**Task statement**
Repeat each entry below exactly.

Referring expression data
◇ ◇ ◇
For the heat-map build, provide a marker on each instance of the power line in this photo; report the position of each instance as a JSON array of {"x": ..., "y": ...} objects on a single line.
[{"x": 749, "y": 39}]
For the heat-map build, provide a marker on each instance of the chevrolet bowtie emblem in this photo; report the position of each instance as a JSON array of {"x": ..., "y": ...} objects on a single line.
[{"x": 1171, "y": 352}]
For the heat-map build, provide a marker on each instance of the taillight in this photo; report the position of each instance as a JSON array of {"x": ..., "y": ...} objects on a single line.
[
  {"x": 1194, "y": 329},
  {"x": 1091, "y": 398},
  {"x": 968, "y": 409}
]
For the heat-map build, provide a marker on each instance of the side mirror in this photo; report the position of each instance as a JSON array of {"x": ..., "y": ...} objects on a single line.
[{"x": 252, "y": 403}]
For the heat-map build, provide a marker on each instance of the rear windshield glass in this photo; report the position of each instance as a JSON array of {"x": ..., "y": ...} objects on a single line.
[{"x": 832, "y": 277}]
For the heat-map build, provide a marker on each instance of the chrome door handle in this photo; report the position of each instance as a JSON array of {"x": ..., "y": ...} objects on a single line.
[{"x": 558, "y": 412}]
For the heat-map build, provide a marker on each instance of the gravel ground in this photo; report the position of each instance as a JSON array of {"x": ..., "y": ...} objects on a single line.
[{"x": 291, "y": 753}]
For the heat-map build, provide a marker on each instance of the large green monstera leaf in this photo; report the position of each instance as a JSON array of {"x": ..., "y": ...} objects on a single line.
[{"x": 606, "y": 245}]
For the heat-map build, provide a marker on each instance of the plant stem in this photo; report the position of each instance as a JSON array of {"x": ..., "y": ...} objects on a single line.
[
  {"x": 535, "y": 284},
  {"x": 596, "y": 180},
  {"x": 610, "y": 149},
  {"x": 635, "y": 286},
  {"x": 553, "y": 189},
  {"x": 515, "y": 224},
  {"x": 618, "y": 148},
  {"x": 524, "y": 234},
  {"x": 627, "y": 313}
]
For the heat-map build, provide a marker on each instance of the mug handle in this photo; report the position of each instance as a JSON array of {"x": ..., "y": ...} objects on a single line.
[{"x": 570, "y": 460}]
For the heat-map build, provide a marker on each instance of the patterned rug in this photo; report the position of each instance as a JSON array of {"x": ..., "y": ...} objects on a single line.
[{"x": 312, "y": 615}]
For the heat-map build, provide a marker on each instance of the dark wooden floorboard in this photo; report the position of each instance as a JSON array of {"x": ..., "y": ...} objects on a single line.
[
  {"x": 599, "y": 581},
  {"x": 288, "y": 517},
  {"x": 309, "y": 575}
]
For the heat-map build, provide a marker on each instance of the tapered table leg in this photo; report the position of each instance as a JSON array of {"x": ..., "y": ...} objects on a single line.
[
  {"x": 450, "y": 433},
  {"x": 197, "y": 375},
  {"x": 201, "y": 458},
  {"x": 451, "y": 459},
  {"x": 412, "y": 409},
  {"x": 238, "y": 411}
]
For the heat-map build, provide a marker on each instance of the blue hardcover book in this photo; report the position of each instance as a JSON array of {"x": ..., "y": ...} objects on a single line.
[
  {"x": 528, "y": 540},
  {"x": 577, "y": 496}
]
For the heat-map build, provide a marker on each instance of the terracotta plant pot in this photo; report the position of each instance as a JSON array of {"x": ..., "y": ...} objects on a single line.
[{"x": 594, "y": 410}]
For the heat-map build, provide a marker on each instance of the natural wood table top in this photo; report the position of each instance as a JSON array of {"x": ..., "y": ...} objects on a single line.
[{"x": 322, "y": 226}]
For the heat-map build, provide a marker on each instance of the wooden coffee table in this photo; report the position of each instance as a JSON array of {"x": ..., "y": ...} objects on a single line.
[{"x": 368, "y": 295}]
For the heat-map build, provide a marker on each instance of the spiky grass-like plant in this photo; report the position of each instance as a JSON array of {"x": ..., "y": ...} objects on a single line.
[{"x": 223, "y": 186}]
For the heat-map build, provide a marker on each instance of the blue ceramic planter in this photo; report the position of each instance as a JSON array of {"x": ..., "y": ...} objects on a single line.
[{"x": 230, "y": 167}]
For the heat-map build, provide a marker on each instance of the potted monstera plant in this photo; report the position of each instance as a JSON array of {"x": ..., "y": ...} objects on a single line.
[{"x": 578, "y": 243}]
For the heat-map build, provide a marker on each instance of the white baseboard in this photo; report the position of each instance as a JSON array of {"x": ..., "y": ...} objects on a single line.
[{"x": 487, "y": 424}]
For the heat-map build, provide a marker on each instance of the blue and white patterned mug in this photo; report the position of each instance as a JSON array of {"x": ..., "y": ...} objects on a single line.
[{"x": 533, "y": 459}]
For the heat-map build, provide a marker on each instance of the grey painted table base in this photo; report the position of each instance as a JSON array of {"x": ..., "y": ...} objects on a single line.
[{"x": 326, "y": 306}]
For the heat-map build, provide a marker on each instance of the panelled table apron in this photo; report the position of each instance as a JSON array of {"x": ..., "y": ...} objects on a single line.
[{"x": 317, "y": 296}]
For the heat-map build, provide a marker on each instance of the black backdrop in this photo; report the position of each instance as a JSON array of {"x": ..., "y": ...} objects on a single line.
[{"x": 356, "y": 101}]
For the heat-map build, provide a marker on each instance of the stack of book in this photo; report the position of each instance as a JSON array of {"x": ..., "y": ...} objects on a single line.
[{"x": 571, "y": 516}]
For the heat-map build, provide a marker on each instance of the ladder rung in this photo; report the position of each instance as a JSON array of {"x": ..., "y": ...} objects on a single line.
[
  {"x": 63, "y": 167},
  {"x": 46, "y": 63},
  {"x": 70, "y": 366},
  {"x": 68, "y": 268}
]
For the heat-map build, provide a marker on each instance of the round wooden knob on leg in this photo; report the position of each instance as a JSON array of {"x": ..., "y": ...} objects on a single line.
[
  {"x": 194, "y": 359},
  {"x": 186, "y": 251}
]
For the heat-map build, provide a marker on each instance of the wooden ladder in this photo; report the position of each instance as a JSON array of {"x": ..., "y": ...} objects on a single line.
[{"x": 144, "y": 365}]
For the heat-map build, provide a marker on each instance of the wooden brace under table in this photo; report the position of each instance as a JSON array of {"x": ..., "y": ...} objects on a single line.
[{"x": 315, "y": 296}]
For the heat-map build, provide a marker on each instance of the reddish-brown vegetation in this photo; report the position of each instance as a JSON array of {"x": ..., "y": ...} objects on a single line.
◇ ◇ ◇
**Answer below**
For the heat-map build, provide a marker on each instance of the power line in this photo; report the position of each instance as a JSON array of {"x": ..., "y": ...} objects on a single line.
[{"x": 749, "y": 39}]
For the heat-map build, provide a marker on each instance of the chevrolet bowtie emblem in this photo; report the position of each instance as a JSON array of {"x": ..., "y": ...} objects on a single line.
[{"x": 1171, "y": 352}]
For the heat-map build, provide a marker on each instance of the taillight in this photo; report the position of each instance as a JSON array of {"x": ..., "y": ...} objects on a single line.
[
  {"x": 1194, "y": 329},
  {"x": 1091, "y": 398},
  {"x": 968, "y": 409}
]
For the heat-map build, provide a marker on each instance of the side mirror in this photo; report the position of each instance as a JSON array of {"x": ..., "y": ...} objects on a single line.
[{"x": 252, "y": 403}]
For the heat-map build, provide a marker on each instance of the rear windshield glass in this photo; report the position of each instance as a JSON array of {"x": ..., "y": ...} objects on a single line.
[{"x": 832, "y": 277}]
For the heat-map build, provide a marker on each instance of the chrome door handle in this photo; report the position of each instance as a JSON array of {"x": ..., "y": ...} objects on a single line.
[{"x": 558, "y": 412}]
For the heat-map build, provide a marker on each instance of the gravel ground in this photo; report the position of each instance as a JSON array of {"x": ..., "y": ...} objects on a single line.
[{"x": 291, "y": 753}]
For the heat-map build, provide a marker on each instance of the large green monstera leaf in this photo; report the position of each instance as a JSON array of {"x": ..., "y": ...} objects on a single line.
[{"x": 606, "y": 245}]
For the heat-map build, provide a marker on each instance of the plant stem in this photo; report the position of each instance as a JSON array of {"x": ..., "y": ...} objects on a single line.
[
  {"x": 535, "y": 284},
  {"x": 596, "y": 180},
  {"x": 610, "y": 149},
  {"x": 635, "y": 286},
  {"x": 553, "y": 189},
  {"x": 515, "y": 224},
  {"x": 618, "y": 148},
  {"x": 524, "y": 234},
  {"x": 627, "y": 313}
]
For the heat-map build, provide a marker on each instance of the mug handle in this photo; report the position of each instance as a JSON array of {"x": ..., "y": ...} objects on a single line.
[{"x": 570, "y": 460}]
For the heat-map build, provide a marker on each instance of the patterned rug in this photo; report the position of each instance as a JSON array of {"x": ..., "y": ...} objects on a single line.
[{"x": 312, "y": 615}]
For the heat-map build, provide a marker on each instance of the dark wooden floorboard in this photo; report the position of each instance as a JSON array of {"x": ..., "y": ...} objects on a single line.
[
  {"x": 599, "y": 581},
  {"x": 288, "y": 517},
  {"x": 309, "y": 575}
]
For the heat-map build, provide a marker on each instance of the tapered table leg in this photo; report the position of each instance as a JSON array of {"x": ..., "y": ...} objects on a single line.
[
  {"x": 450, "y": 433},
  {"x": 197, "y": 375},
  {"x": 201, "y": 458},
  {"x": 451, "y": 459},
  {"x": 412, "y": 409},
  {"x": 238, "y": 411}
]
For the heat-map build, provide a marker on each instance of the blue hardcover book in this photo; report the position of each instance as a JSON array of {"x": ..., "y": ...} objects on a single line.
[
  {"x": 528, "y": 540},
  {"x": 577, "y": 496}
]
For the heat-map build, provide a marker on each instance of the terracotta plant pot in this photo; report the position of each instance as a JSON array of {"x": ..., "y": ...} objects on a single line.
[{"x": 594, "y": 410}]
For the heat-map build, provide a marker on each instance of the natural wood table top in this photo; report the position of each instance as a JSON array of {"x": ..., "y": ...} objects on a single line.
[{"x": 322, "y": 226}]
For the heat-map build, provide a marker on each instance of the wooden coffee table in this photo; report the position of each instance as a JSON array of {"x": ..., "y": ...} objects on a single line.
[{"x": 368, "y": 295}]
For the heat-map build, provide a marker on each instance of the spiky grass-like plant in this photo; report the position of each instance as a JSON array of {"x": ..., "y": ...} objects on a single line.
[{"x": 223, "y": 186}]
For the heat-map build, provide a marker on each instance of the blue ceramic planter in this photo; report the position of each instance as a JSON array of {"x": ..., "y": ...} objects on a single line.
[{"x": 230, "y": 167}]
For the heat-map build, provide a marker on each instance of the potted monstera plant in this photo; report the position of each instance as a JSON array of {"x": ..., "y": ...} objects on a single line.
[{"x": 578, "y": 243}]
For the heat-map build, provide a marker on each instance of the white baseboard in this photo; report the position of each instance as a JSON array of {"x": ..., "y": ...} objects on a single line.
[{"x": 487, "y": 424}]
For the heat-map build, provide a marker on each instance of the blue and white patterned mug in this photo; report the position of each instance as a JSON array of {"x": ..., "y": ...} objects on a single line.
[{"x": 533, "y": 459}]
For the heat-map build, provide a marker on each instance of the grey painted table base in this photo; report the position of each instance as a JSON array of {"x": ..., "y": ...} objects on a single line.
[{"x": 326, "y": 306}]
For the heat-map build, provide a marker on each instance of the panelled table apron in this photo; report the position of each instance as a JSON array of {"x": ..., "y": ...} objects on a single line.
[{"x": 317, "y": 296}]
For the heat-map build, provide a marker on each instance of the black backdrop in this photo; report the position of each instance as a JSON array of {"x": ..., "y": ...} objects on a single line.
[{"x": 356, "y": 101}]
For the heat-map build, provide a marker on each instance of the stack of book in this photo; report the position of each instance as a JSON array of {"x": ..., "y": ...} objects on a single line.
[{"x": 571, "y": 516}]
For the heat-map build, provide a marker on each instance of the ladder rung in this photo; report the position of each instance as a JSON array of {"x": ..., "y": ...} objects on a single line.
[
  {"x": 63, "y": 167},
  {"x": 46, "y": 63},
  {"x": 70, "y": 366},
  {"x": 68, "y": 268}
]
For the heat-map build, provide a marker on each instance of the round wooden knob on leg in this photo; report the position of each instance as a JSON array of {"x": ..., "y": ...} objects on a single line.
[
  {"x": 194, "y": 359},
  {"x": 186, "y": 251}
]
For the heat-map build, provide a marker on each instance of the wooden ladder in this photo; report the position of each instance as a JSON array of {"x": ..., "y": ...} objects on a single line.
[{"x": 144, "y": 365}]
For the heat-map build, provide a marker on each instance of the wooden brace under table in this photo; report the position of each instance as a JSON array of {"x": ..., "y": ...} objects on a single line.
[{"x": 315, "y": 296}]
For the heat-map build, provide a marker on each instance of the reddish-brown vegetation in this photo; report the position of each instance as a JSON array of {"x": ..., "y": ...} objects on a single line.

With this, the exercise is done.